╭─ Excerpt

The count to the Fifa World Cup was down to days. The excitement in big towns was palpable. Even in the major townships you could not miss the facelifts in preparation for this historical event.  I then once walked down Mandela’s old Orlando West street and felt as if I was walking down Soweto’s Avenue des Champs-Elysees.  The media were abuzz with jiggles and colourful stories about the state of the stadia.

“2010 – this is the year for South Africa and Africa,” I had thought. As I had struggled out of 2009, which was a year of financial woes and the credit crunch, I felt such a crunch on my purse that in desperation I had asked myself what 2010 was bringing for an emerging farmer.

If there was an emerging farmer, a government department or a business guru out there who had some good news, I pleaded with them to share it because at that time 2010 did not look that bright to me. At the beginning of that year, I had to “right size’’ my broiler operation. In the last quarter of 2009 I had between 9 000 and 13 000 chickens on site and in the first two months on 2010 I had cut that by two thirds.

╰─

Questions on the material:
**A.** Copy the rows word for word, from their first line through the line containing "box: [4, 0, 57, 55]", and leave out the pictures.
**B.** Continue the passage about an emerging farmer's outlook for 2010, starting right after its final sentence.

╭─ Supplied data

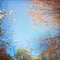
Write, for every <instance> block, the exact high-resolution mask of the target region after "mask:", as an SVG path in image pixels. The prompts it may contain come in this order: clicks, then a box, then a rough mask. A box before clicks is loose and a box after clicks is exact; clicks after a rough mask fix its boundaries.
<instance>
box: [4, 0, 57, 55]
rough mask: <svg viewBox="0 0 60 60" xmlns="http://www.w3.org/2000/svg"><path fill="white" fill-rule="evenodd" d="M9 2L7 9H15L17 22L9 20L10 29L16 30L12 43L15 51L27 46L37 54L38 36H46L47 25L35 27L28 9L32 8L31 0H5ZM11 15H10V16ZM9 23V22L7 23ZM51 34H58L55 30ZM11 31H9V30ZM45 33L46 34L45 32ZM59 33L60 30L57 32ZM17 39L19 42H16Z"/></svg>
mask: <svg viewBox="0 0 60 60" xmlns="http://www.w3.org/2000/svg"><path fill="white" fill-rule="evenodd" d="M4 1H5V3H7V9H8V10H11V11H13V14H12V16H13V17H14V19H15V22H14V23H12V22H9V24H10V26H11V27H10V28H9V29H10V30H14V35H13V36H12V37H11V39H12V43H13V44H14V46H15V51H17V50H18V49H19V48H26V49H27V50H31V47H32V48H33V50H32V51H31V54H32V55H34V56H37V55H38V54H39V52H40V50H39V41H37V38H38V37H43V38H44V37H46V34H47V32H46V29H47V27H46V26H45V25H43V26H39V27H37V28H33V27H32V25H31V23H30V20H31V16H30V14H28V13H27V10H28V9H30V8H31V6H30V2H29V1H27V0H26V1H22V0H4ZM9 17H10V16H9ZM7 24H8V23H7ZM50 32H51V35H54V34H56V33H55V32H54V31H53V30H52V31H51V30H50ZM7 33H9V32H7ZM43 33H44V34H43ZM57 33H58V32H57ZM15 41H17V43H15Z"/></svg>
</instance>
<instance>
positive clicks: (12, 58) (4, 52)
mask: <svg viewBox="0 0 60 60" xmlns="http://www.w3.org/2000/svg"><path fill="white" fill-rule="evenodd" d="M0 60H13V58H12V57H11V56H10V55H9V54H7V52H6V49H5V48H0Z"/></svg>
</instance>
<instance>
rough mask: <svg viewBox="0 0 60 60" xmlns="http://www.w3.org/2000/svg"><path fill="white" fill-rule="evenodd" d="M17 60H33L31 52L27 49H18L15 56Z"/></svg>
mask: <svg viewBox="0 0 60 60" xmlns="http://www.w3.org/2000/svg"><path fill="white" fill-rule="evenodd" d="M15 58H16V60H32V57H31V56H30V54H29V52H28V51H27V50H25V49H18V50H17V52H16V54H15Z"/></svg>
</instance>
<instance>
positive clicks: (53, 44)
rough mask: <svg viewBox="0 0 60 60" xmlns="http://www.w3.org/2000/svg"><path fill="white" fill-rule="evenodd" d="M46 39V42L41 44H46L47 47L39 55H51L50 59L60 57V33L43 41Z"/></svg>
mask: <svg viewBox="0 0 60 60" xmlns="http://www.w3.org/2000/svg"><path fill="white" fill-rule="evenodd" d="M44 40H46V41H45V43H44V44H40V46H41V47H42V46H45V47H47V48H46V49H45V50H43V51H42V52H41V54H40V55H39V57H42V56H44V57H45V56H46V57H50V60H56V59H60V57H59V56H60V52H59V51H60V34H57V35H55V36H53V37H52V38H46V39H43V41H44ZM40 41H41V40H40ZM46 42H47V43H46Z"/></svg>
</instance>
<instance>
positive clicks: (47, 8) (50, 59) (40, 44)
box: [28, 0, 60, 60]
mask: <svg viewBox="0 0 60 60" xmlns="http://www.w3.org/2000/svg"><path fill="white" fill-rule="evenodd" d="M30 2H31V6H32V8H31V9H30V10H28V13H30V14H31V16H32V23H33V24H34V25H37V26H38V25H39V26H40V25H46V26H47V28H48V29H47V30H46V31H47V32H46V33H47V34H48V36H47V37H46V38H45V39H44V38H39V40H40V42H41V41H42V42H45V43H44V44H42V43H40V48H41V47H42V46H43V47H45V49H44V50H43V51H42V52H41V54H40V55H39V58H40V57H41V58H42V60H44V59H45V60H48V59H46V56H47V55H48V56H47V57H50V58H49V59H50V60H57V59H59V56H60V53H59V50H60V48H59V46H60V34H59V33H60V27H59V26H60V17H59V16H60V14H59V13H60V12H59V10H60V7H59V4H60V3H59V1H58V0H49V1H47V0H30ZM55 27H56V28H55ZM57 27H59V28H57ZM51 30H53V31H54V32H57V31H59V33H58V34H56V35H55V36H51V34H50V31H51ZM58 41H59V42H58ZM53 55H54V57H52V56H53Z"/></svg>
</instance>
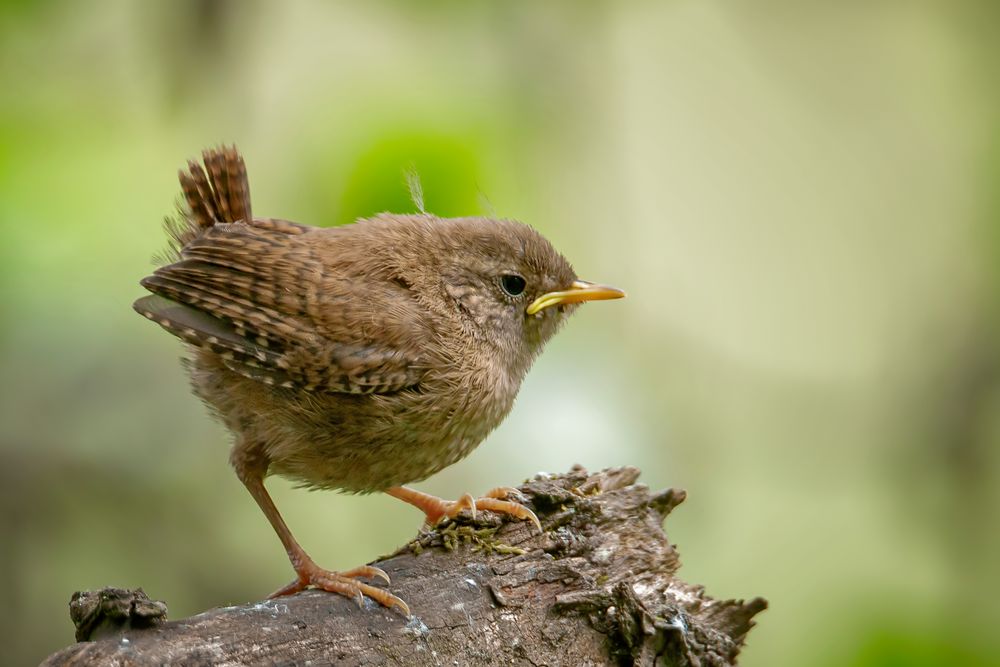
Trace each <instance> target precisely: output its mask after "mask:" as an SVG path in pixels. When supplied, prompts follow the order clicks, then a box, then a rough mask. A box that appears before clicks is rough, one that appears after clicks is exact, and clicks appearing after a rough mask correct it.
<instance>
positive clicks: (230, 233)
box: [134, 159, 433, 393]
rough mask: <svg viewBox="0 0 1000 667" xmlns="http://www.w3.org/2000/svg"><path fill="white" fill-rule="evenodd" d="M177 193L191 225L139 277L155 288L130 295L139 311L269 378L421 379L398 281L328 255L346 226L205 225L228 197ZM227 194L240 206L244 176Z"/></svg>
mask: <svg viewBox="0 0 1000 667" xmlns="http://www.w3.org/2000/svg"><path fill="white" fill-rule="evenodd" d="M206 163H208V164H209V165H211V163H210V162H209V161H208V160H207V159H206ZM240 164H242V160H240ZM210 173H211V172H210ZM242 177H243V179H245V171H244V172H242ZM217 180H220V179H217V178H213V179H212V181H213V182H215V181H217ZM221 180H222V181H223V182H227V179H226V178H225V175H223V177H222V178H221ZM183 182H184V179H182V183H183ZM205 182H207V181H205ZM202 187H207V188H208V190H207V194H206V195H205V196H204V197H202V196H201V195H199V190H200V188H202ZM185 191H186V194H187V195H188V203H189V206H190V208H191V210H192V211H197V213H195V215H196V216H197V219H198V222H199V225H198V227H199V228H198V233H197V234H192V235H191V237H189V238H186V239H184V241H185V244H184V246H183V247H182V248H181V249H180V254H179V259H178V261H176V262H174V263H173V264H169V265H167V266H164V267H161V268H159V269H157V270H156V271H155V272H154V273H153V274H152V275H151V276H148V277H147V278H145V279H144V280H143V281H142V285H143V287H145V288H146V289H148V290H149V291H150V292H152V293H153V294H154V295H155V296H147V297H143V298H141V299H139V300H138V301H136V302H135V305H134V307H135V309H136V310H137V311H138V312H139V313H141V314H142V315H144V316H146V317H148V318H149V319H151V320H153V321H155V322H157V323H158V324H159V325H161V326H162V327H163V328H164V329H166V330H167V331H169V332H170V333H172V334H174V335H175V336H177V337H179V338H181V339H182V340H184V341H185V342H187V343H190V344H191V345H194V346H196V347H199V348H203V349H207V350H210V351H212V352H213V353H215V354H218V355H219V357H220V358H221V359H222V360H223V362H224V363H225V364H226V366H228V367H229V368H230V369H231V370H233V371H235V372H237V373H240V374H241V375H243V376H245V377H248V378H251V379H253V380H257V381H259V382H263V383H265V384H269V385H275V386H280V387H287V388H300V389H305V390H309V391H317V392H348V393H389V392H394V391H398V390H400V389H403V388H405V387H409V386H413V385H416V384H417V383H419V381H420V379H421V378H422V377H423V375H424V372H425V369H426V368H427V366H428V363H427V360H426V359H425V358H424V357H423V355H422V354H421V349H424V348H423V346H421V345H420V341H421V340H423V339H424V338H426V337H428V336H433V333H432V331H431V329H430V326H429V324H428V323H427V321H426V317H425V316H424V314H423V311H422V310H421V309H420V308H419V307H418V305H417V303H416V301H415V300H414V299H413V297H412V295H411V294H410V293H409V290H408V289H407V288H406V287H405V286H404V285H400V284H398V283H394V282H392V281H386V280H380V279H378V278H377V277H372V276H367V275H360V276H356V275H349V274H350V273H352V272H351V271H349V269H345V268H343V267H344V266H346V265H344V264H343V263H338V261H337V255H336V251H337V249H338V244H337V243H336V242H335V241H336V236H337V234H338V232H343V230H332V229H329V230H324V229H317V228H311V227H306V226H303V225H298V224H295V223H291V222H286V221H283V220H271V219H256V220H251V221H249V222H214V223H212V224H207V223H206V222H205V221H206V220H207V217H206V216H209V215H212V216H214V215H216V212H218V211H221V210H225V209H226V208H227V207H224V206H222V205H221V204H220V202H221V201H222V200H223V199H225V198H226V197H227V196H228V195H225V194H223V195H221V196H220V194H219V191H218V190H215V191H214V192H213V190H212V188H211V187H210V186H206V185H205V184H204V183H202V182H201V181H199V188H193V189H192V188H188V187H185ZM192 192H194V195H193V196H192ZM229 192H233V193H237V194H238V195H239V197H240V202H241V205H242V206H244V207H243V208H242V210H243V211H247V212H249V199H248V197H246V195H245V193H246V192H247V188H246V186H245V183H244V184H243V185H241V184H240V183H239V182H237V183H233V184H230V185H229ZM192 199H194V201H193V202H192V201H191V200H192ZM203 200H204V201H203ZM209 201H210V202H212V203H211V205H209V204H206V203H205V202H209ZM243 201H245V205H243V204H242V202H243ZM236 208H237V207H236V206H233V207H228V211H227V213H228V214H227V215H226V216H225V217H226V218H230V219H231V218H232V214H231V213H229V212H231V211H232V210H234V209H236Z"/></svg>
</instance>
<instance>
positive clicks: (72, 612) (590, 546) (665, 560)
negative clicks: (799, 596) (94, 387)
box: [43, 467, 767, 667]
mask: <svg viewBox="0 0 1000 667" xmlns="http://www.w3.org/2000/svg"><path fill="white" fill-rule="evenodd" d="M638 477H639V471H638V470H637V469H635V468H617V469H610V470H605V471H602V472H599V473H594V474H591V473H588V472H587V471H586V470H584V469H583V468H579V467H576V468H573V469H572V470H571V471H570V472H568V473H566V474H562V475H539V476H537V477H535V478H534V479H532V480H529V481H528V482H526V483H525V484H523V485H522V486H521V487H520V488H519V491H520V492H521V494H523V498H522V500H523V501H524V502H525V504H526V505H528V506H529V507H531V508H532V509H533V510H534V511H535V512H536V513H537V515H538V517H539V519H541V522H542V526H543V528H544V532H543V533H542V534H539V533H538V531H537V530H536V529H535V528H534V527H533V525H532V524H531V523H530V522H527V521H522V522H508V521H501V519H500V518H499V517H497V516H496V515H493V514H490V513H480V514H479V516H478V517H477V520H476V521H473V520H471V518H469V517H465V516H460V517H459V518H458V519H457V520H454V521H449V522H447V523H446V524H443V525H441V526H439V527H438V528H437V529H435V530H433V531H428V532H424V533H421V534H420V535H419V536H418V537H417V538H416V539H415V540H414V541H413V542H411V543H409V544H407V545H406V546H404V547H403V548H401V549H400V550H398V551H397V552H396V553H394V554H392V555H391V556H388V557H386V558H384V559H382V560H380V561H377V562H376V563H374V564H376V565H378V566H379V567H381V568H382V569H384V570H385V571H386V572H387V573H388V574H389V576H390V577H391V578H392V586H391V590H392V591H393V593H395V594H397V595H399V596H400V597H401V598H403V599H404V600H406V601H407V603H408V604H409V605H410V608H411V610H412V612H413V615H412V616H411V617H410V618H408V619H407V618H404V617H403V616H402V615H401V614H400V613H399V612H396V611H388V610H386V609H383V608H381V607H379V606H378V605H377V604H375V603H373V602H371V601H370V600H365V602H364V605H363V606H364V609H359V608H358V606H357V605H356V604H355V603H354V602H352V601H351V600H348V599H346V598H343V597H340V596H338V595H331V594H329V593H325V592H320V591H307V592H303V593H299V594H297V595H294V596H291V597H287V598H279V599H276V600H266V601H263V602H258V603H254V604H248V605H241V606H235V607H225V608H219V609H212V610H210V611H207V612H204V613H202V614H198V615H197V616H192V617H191V618H186V619H183V620H179V621H172V622H166V621H165V612H166V609H165V607H163V606H162V603H156V602H153V601H150V600H149V599H148V598H146V597H145V595H144V594H142V592H141V591H134V592H133V591H115V590H113V589H105V590H103V591H96V592H90V593H78V594H76V595H74V598H73V601H72V602H71V611H72V615H73V619H74V622H75V623H76V625H77V637H78V639H81V640H83V641H80V642H79V643H77V644H75V645H73V646H70V647H68V648H66V649H63V650H62V651H59V652H57V653H55V654H53V655H52V656H50V657H49V658H48V659H47V660H46V661H45V662H44V663H43V664H44V665H53V666H54V665H89V664H112V665H146V664H149V665H153V664H156V665H160V664H184V665H202V664H204V665H243V664H315V665H322V664H331V663H332V664H337V665H348V666H350V665H358V666H361V665H387V666H388V665H497V664H504V665H698V666H702V667H707V666H710V665H711V666H716V665H719V666H721V665H734V664H736V658H737V655H738V653H739V650H740V648H741V647H742V645H743V642H744V640H745V638H746V635H747V632H749V630H750V628H751V627H753V625H754V623H753V621H752V619H753V617H754V616H755V615H756V614H757V613H758V612H760V611H762V610H763V609H765V608H766V606H767V603H766V602H765V601H764V600H763V599H761V598H755V599H753V600H750V601H749V602H743V601H737V600H724V601H723V600H713V599H712V598H710V597H708V596H707V595H706V594H705V592H704V590H703V589H702V587H700V586H697V585H691V584H687V583H685V582H683V581H681V580H680V579H678V578H677V577H676V572H677V569H678V567H679V560H678V554H677V551H676V550H675V549H674V547H673V546H672V545H671V544H670V543H669V541H668V540H667V537H666V535H665V534H664V533H663V530H662V524H663V520H664V518H665V517H666V516H667V515H668V514H669V513H670V511H671V510H672V509H674V507H676V506H677V505H678V504H680V503H681V502H682V501H683V500H684V497H685V493H684V492H683V491H679V490H674V489H668V490H666V491H662V492H659V493H653V492H651V491H650V490H649V489H648V488H647V487H645V486H644V485H642V484H636V480H637V479H638Z"/></svg>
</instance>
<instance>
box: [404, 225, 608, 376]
mask: <svg viewBox="0 0 1000 667" xmlns="http://www.w3.org/2000/svg"><path fill="white" fill-rule="evenodd" d="M419 217H422V218H424V220H425V221H426V226H423V225H422V227H423V229H422V231H423V233H422V234H420V240H419V241H418V242H419V244H420V245H421V246H422V248H415V249H414V250H415V251H419V255H420V256H421V260H420V267H421V269H429V270H430V272H431V273H432V275H427V274H426V273H424V272H423V271H419V272H418V273H420V274H421V275H420V277H419V280H421V282H424V281H426V284H427V287H428V288H430V287H431V285H432V284H433V285H434V288H436V289H435V291H438V292H439V293H440V294H442V295H443V296H444V301H445V303H446V308H450V309H452V310H453V311H454V312H455V313H456V314H457V316H458V318H459V320H460V321H461V322H462V324H463V327H464V329H465V330H466V331H467V332H468V333H469V335H471V336H474V337H475V338H476V339H479V340H482V341H485V342H486V343H488V344H489V345H491V346H493V347H494V348H495V349H496V350H497V351H499V352H500V354H501V356H502V357H503V358H505V359H507V360H508V361H509V363H510V364H511V365H512V366H514V367H516V368H517V370H519V371H521V372H524V371H527V368H528V366H530V364H531V361H532V360H533V359H534V357H535V356H536V355H537V354H538V353H539V352H540V351H541V349H542V347H543V346H544V344H545V343H546V341H548V340H549V338H551V337H552V335H553V334H555V332H556V331H557V330H558V328H559V326H560V325H561V324H562V323H563V322H564V321H565V320H566V318H567V317H568V316H569V315H570V314H571V313H572V312H573V311H574V310H576V308H577V306H579V305H580V304H581V303H583V302H584V301H595V300H601V299H618V298H621V297H623V296H625V293H624V292H622V291H621V290H619V289H616V288H614V287H607V286H604V285H596V284H593V283H589V282H586V281H583V280H580V279H579V278H577V276H576V272H575V271H574V270H573V267H572V266H570V263H569V262H568V261H566V258H565V257H563V256H562V255H561V254H560V253H559V252H557V251H556V249H555V248H553V247H552V244H550V243H549V242H548V240H546V239H545V237H543V236H542V235H541V234H539V233H538V232H537V231H535V230H534V229H532V228H531V227H529V226H528V225H525V224H522V223H519V222H515V221H512V220H494V219H489V218H446V219H438V218H432V217H431V216H419ZM415 240H416V239H415ZM429 258H432V261H430V262H428V261H427V260H428V259H429Z"/></svg>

╰─

Results by task:
**A.**
Write, for every <instance> block, the exact high-resolution mask of the target region after "mask:", as an SVG path in image pixels. The prompts it may contain come in this order: clicks, then a box, then a rough mask. A box before clicks is loose and a box after clicks is exact; clicks after a rough mask fix its boundaries.
<instance>
box: [4, 0, 57, 55]

**B.**
Now, I am convinced that whoever coined the phrase ignorance is bliss was a sadist with a twisted sense of humour.  Ignorance has caused me pain.  It was my lack of information about managing the breed of my broilers which plunged me into losing up to half of my birds.

I was heart broken as I watched my “profit” die in scores and it was a long drawn out pain.

Every time I looked at my vet bill I froze a little bit and when I looked at the feed bill I wanted to die. The irony was that overfeeding was killing my chickens. The fattest, most beautiful and biggest of the lot simply had “heart attacks’’ and died.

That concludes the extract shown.